**Task instructions**. Find the line containing "You are given a photograph. Could you point to the driveway". Retype it and every line after it through the end of the entries, exactly as written, with nothing added.

Stored data entries:
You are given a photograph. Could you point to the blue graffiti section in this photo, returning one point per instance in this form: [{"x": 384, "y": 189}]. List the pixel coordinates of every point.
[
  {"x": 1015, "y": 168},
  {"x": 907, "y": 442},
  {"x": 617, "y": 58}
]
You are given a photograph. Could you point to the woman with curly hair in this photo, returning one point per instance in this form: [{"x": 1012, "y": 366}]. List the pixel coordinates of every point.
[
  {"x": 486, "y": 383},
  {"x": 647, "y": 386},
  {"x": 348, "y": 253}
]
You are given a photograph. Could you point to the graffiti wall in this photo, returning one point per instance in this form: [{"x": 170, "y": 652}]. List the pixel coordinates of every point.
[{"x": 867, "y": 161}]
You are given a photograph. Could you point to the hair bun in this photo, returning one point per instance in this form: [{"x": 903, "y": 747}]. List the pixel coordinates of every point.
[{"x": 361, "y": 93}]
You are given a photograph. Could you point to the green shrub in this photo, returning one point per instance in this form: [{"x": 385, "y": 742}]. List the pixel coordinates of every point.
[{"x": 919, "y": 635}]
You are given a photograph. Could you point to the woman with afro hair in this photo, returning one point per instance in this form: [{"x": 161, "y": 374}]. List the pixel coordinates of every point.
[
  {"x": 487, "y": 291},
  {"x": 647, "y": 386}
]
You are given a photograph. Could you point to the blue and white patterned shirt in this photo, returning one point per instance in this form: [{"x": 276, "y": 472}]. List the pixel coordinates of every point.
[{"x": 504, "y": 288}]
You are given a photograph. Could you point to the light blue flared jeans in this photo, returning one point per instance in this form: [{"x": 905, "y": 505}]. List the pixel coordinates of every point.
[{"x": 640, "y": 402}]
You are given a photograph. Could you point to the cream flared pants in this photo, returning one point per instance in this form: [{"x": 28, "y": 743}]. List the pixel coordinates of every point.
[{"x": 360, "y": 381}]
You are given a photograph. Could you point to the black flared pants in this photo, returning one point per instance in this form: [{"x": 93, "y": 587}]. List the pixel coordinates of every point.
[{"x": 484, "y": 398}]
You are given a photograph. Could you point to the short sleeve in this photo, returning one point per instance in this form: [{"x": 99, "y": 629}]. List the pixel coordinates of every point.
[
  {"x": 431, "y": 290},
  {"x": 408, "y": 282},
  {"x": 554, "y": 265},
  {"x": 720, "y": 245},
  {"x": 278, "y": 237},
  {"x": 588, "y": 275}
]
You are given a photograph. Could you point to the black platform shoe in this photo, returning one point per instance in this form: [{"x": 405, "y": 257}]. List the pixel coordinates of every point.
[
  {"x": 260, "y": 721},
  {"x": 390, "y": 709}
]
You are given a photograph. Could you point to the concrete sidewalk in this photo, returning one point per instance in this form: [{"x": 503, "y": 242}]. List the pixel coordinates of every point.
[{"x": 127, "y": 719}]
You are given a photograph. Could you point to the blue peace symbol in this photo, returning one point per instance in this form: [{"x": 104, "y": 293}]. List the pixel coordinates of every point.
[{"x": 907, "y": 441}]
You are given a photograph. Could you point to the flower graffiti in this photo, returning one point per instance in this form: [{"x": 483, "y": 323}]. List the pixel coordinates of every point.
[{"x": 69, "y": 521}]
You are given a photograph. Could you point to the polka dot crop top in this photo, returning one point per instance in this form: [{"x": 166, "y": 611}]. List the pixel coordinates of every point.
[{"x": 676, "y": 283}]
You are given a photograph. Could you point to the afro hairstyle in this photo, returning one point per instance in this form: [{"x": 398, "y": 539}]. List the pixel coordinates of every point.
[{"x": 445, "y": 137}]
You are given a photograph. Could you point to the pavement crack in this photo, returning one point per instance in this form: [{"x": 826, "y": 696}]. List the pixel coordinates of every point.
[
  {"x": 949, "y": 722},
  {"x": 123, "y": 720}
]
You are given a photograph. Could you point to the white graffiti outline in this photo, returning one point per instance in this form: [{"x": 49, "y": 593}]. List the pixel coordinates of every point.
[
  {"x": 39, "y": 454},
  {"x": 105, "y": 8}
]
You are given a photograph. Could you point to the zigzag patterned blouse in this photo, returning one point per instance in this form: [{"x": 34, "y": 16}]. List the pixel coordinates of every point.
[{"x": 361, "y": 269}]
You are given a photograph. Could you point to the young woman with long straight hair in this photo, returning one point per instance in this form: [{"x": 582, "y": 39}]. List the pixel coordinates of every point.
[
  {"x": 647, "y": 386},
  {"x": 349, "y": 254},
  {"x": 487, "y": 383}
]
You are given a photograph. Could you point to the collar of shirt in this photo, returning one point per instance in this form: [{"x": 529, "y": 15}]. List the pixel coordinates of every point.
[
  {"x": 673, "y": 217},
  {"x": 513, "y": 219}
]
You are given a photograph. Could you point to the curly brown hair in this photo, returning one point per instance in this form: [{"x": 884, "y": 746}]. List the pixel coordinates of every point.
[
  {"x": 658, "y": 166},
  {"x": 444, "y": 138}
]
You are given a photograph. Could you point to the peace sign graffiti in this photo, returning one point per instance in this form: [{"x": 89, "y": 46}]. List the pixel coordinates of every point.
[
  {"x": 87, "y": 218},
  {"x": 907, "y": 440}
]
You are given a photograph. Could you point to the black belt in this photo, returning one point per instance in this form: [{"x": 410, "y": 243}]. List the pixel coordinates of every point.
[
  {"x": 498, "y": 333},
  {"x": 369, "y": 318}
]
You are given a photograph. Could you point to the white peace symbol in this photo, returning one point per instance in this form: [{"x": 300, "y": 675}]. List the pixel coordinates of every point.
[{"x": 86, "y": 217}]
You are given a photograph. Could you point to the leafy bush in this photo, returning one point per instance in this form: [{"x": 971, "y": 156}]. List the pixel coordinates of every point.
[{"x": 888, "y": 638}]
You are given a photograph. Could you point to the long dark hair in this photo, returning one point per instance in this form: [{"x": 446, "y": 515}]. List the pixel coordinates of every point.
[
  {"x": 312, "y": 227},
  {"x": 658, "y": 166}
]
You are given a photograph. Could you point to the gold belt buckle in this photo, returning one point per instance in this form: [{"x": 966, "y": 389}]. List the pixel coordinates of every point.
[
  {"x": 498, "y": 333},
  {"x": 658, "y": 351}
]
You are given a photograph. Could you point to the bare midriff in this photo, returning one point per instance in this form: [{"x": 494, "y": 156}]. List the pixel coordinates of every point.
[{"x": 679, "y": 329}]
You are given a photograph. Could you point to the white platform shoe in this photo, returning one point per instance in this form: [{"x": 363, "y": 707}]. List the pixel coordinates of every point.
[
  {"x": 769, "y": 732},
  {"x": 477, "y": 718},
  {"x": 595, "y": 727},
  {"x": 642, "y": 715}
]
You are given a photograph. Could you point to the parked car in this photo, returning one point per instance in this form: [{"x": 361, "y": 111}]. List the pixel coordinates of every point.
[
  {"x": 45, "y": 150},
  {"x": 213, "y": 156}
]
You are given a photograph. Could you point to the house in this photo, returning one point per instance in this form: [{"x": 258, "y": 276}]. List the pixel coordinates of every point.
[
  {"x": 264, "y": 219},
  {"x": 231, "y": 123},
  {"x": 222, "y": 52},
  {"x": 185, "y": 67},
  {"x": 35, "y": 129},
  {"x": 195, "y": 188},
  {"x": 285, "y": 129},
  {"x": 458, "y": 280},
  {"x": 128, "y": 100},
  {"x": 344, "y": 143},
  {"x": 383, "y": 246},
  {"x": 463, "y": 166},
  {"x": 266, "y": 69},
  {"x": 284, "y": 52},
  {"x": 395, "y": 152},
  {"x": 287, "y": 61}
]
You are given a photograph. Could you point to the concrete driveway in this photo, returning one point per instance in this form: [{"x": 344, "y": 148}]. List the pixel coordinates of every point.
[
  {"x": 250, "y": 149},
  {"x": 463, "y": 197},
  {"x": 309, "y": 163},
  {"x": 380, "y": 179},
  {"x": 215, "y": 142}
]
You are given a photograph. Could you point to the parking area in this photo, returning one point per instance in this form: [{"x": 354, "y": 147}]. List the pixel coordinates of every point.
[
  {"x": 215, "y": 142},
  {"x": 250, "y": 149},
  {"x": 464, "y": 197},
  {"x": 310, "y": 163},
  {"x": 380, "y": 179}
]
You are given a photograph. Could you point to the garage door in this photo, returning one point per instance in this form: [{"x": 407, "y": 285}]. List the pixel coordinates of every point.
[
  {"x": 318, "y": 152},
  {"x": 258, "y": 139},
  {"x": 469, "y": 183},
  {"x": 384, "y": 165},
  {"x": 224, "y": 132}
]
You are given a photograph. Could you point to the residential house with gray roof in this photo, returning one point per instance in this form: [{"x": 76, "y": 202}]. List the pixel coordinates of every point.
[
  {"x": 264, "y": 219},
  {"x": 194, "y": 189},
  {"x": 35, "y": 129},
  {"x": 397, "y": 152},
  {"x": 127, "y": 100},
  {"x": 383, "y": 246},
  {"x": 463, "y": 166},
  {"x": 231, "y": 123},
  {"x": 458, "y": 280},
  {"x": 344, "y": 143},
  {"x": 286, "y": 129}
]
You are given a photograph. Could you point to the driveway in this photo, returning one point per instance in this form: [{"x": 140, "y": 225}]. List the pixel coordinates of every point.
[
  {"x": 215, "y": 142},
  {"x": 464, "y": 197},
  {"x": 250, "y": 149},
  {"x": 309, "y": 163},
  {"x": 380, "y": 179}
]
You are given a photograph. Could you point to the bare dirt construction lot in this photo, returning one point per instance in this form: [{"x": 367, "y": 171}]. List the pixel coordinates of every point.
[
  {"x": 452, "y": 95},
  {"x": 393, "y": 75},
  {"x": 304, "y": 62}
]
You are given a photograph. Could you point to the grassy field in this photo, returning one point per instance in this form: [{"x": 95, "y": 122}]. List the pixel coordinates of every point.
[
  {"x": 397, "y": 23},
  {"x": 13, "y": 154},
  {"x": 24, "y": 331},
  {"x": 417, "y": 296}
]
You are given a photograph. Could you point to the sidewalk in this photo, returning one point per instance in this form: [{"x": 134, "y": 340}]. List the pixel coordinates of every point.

**Completed exercise**.
You are given a photograph. Could you point to the driveway in this photo, returning one point per instance in this form: [{"x": 140, "y": 225}]. List the pixel coordinates of every point.
[
  {"x": 215, "y": 142},
  {"x": 464, "y": 197},
  {"x": 250, "y": 149},
  {"x": 309, "y": 163},
  {"x": 380, "y": 179}
]
You are given a photograph. Could you point to the bare dirt construction lot in this photo, returning one point per instance in this form: [{"x": 367, "y": 171}]. List the pixel coordinates of every point.
[
  {"x": 452, "y": 95},
  {"x": 393, "y": 75},
  {"x": 304, "y": 62}
]
You are given a photograph. Could you point to the grassy field in this photo, returning one point per instance in this form: [{"x": 95, "y": 122}]. List the pixel coordinates of every point.
[
  {"x": 397, "y": 23},
  {"x": 13, "y": 154},
  {"x": 24, "y": 331},
  {"x": 417, "y": 296}
]
You are given a photograph. Could you point to the sidewalk in this photo, returning one point per instance in this form: [{"x": 134, "y": 340}]. List the pixel coordinates of every point.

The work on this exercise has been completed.